| Do this |
Convert every item below into a CSV file with two columns, item_text and answer, and one row per item. Put the text of each item and its answer each in a single quoted field, and replace line breaks with spaces.

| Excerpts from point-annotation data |
— Start —

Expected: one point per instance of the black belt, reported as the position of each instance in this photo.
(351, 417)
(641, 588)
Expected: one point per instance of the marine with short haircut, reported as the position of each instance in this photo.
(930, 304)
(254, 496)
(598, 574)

— End —

| Written answer |
item_text,answer
"Expected: one point per instance of the black belt, reported as the position of each instance in this photo.","(351, 417) (641, 588)"
"Expected: one point per instance of the marine with short haircut, reported as the position of each instance in this photo.","(930, 304) (254, 496) (598, 574)"